-- begin Entries supplied --
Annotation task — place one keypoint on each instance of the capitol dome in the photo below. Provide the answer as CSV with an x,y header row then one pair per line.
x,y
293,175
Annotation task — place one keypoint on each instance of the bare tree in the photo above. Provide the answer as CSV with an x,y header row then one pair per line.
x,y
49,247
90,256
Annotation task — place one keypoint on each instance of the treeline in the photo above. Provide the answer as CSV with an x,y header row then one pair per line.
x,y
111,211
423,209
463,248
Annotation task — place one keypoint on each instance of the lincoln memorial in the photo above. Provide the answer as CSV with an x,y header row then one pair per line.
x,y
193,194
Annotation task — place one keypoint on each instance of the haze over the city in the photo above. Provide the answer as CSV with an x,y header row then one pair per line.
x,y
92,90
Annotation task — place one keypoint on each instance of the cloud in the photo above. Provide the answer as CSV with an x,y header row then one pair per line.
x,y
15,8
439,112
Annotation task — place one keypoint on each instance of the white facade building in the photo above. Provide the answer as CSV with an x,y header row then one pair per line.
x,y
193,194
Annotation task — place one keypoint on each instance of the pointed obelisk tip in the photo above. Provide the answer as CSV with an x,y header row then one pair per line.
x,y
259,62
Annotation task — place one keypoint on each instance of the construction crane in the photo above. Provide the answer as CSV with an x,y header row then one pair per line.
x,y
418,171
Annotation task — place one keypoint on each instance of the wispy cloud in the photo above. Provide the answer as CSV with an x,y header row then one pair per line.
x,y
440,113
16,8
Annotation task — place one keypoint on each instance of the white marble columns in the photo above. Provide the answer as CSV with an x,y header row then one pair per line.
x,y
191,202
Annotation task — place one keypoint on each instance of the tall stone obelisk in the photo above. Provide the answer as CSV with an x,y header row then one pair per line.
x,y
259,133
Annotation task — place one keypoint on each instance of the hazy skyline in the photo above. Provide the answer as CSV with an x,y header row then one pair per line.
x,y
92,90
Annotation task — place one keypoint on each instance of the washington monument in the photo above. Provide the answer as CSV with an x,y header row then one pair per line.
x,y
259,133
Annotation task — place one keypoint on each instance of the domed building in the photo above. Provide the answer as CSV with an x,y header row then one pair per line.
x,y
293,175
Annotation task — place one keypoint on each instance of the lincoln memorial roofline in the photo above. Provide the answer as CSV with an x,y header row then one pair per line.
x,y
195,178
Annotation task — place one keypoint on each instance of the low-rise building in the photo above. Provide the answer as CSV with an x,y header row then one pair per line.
-- end Entries supplied --
• Set task: Give every line of the entries above as a Markdown table with the columns Row and Entry Text, numbering each row and leaving out blank lines.

• Result of this task:
| Row | Entry Text |
|---|---|
| 1 | Annotation task — place one keypoint on each instance of the capitol dome in the photo below. Provide the answer as CSV with an x,y header row then one pair per line. |
| 2 | x,y |
| 3 | 293,175 |
| 4 | Annotation task — place one keypoint on each instance of the bare tree in the photo above. Provide the answer as CSV with an x,y header row then one pair per line. |
| 5 | x,y |
| 6 | 49,247 |
| 7 | 90,256 |
| 8 | Annotation task — place one keypoint on each instance of the treeline in the photo above. Provide the answer as CSV with an x,y header row then one pair per line. |
| 9 | x,y |
| 10 | 111,211 |
| 11 | 423,209 |
| 12 | 463,248 |
| 13 | Annotation task — place one keypoint on each instance of the lincoln memorial in the photo above. Provide the answer as CSV with an x,y header row then one pair per line. |
| 14 | x,y |
| 15 | 193,194 |
| 16 | Annotation task — place one keypoint on each instance of the haze over the city in the photo above. Provide the answer as CSV with an x,y header row then one pair per line. |
| 17 | x,y |
| 18 | 92,90 |
| 19 | Annotation task — place one keypoint on each instance of the cloud in the photo above. Provide the answer as CSV with an x,y header row then one pair per line. |
| 20 | x,y |
| 21 | 15,8 |
| 22 | 439,112 |
| 23 | Annotation task — place one keypoint on each instance of the white facade building in the photo above. Provide the answer as CSV with an x,y header row then one pair per line. |
| 24 | x,y |
| 25 | 193,194 |
| 26 | Annotation task — place one keypoint on each instance of the pointed obelisk tip in the photo above. Provide the answer as CSV with an x,y header row then one pair per line. |
| 27 | x,y |
| 28 | 259,62 |
| 29 | Annotation task — place one keypoint on each instance of the construction crane in the photo above. Provide the answer as CSV with an x,y header row then one pair per line. |
| 30 | x,y |
| 31 | 418,171 |
| 32 | Annotation task — place one keypoint on each instance of the wispy cloud in the photo above. Provide the answer as CSV with an x,y header row then one pair per line. |
| 33 | x,y |
| 34 | 440,113 |
| 35 | 16,8 |
| 36 | Annotation task — place one keypoint on each instance of the white marble columns in the photo above. Provide the answer as CSV with an x,y header row then one pair per line. |
| 37 | x,y |
| 38 | 191,202 |
| 39 | Annotation task — place one keypoint on each instance of the tall stone obelisk in the photo above. Provide the answer as CSV with an x,y header row then one pair per line. |
| 40 | x,y |
| 41 | 259,133 |
| 42 | Annotation task — place one keypoint on each instance of the hazy skyline in the photo above. Provide the answer as CSV with an x,y header row then one pair per line. |
| 43 | x,y |
| 44 | 92,90 |
| 45 | Annotation task — place one keypoint on each instance of the washington monument in the photo above. Provide the answer as CSV with an x,y header row then one pair per line. |
| 46 | x,y |
| 47 | 259,133 |
| 48 | Annotation task — place one keypoint on each instance of the domed building in the photo above. Provide the answer as CSV with an x,y header row then one pair per line. |
| 49 | x,y |
| 50 | 293,175 |
| 51 | Annotation task — place one keypoint on each instance of the lincoln memorial roofline in the photo above. Provide the answer as CSV with an x,y header row then one pair per line. |
| 52 | x,y |
| 53 | 195,178 |
| 54 | Annotation task — place one keypoint on each instance of the low-rise building in the photo above. Provide the answer as CSV with an x,y header row then one pair per line. |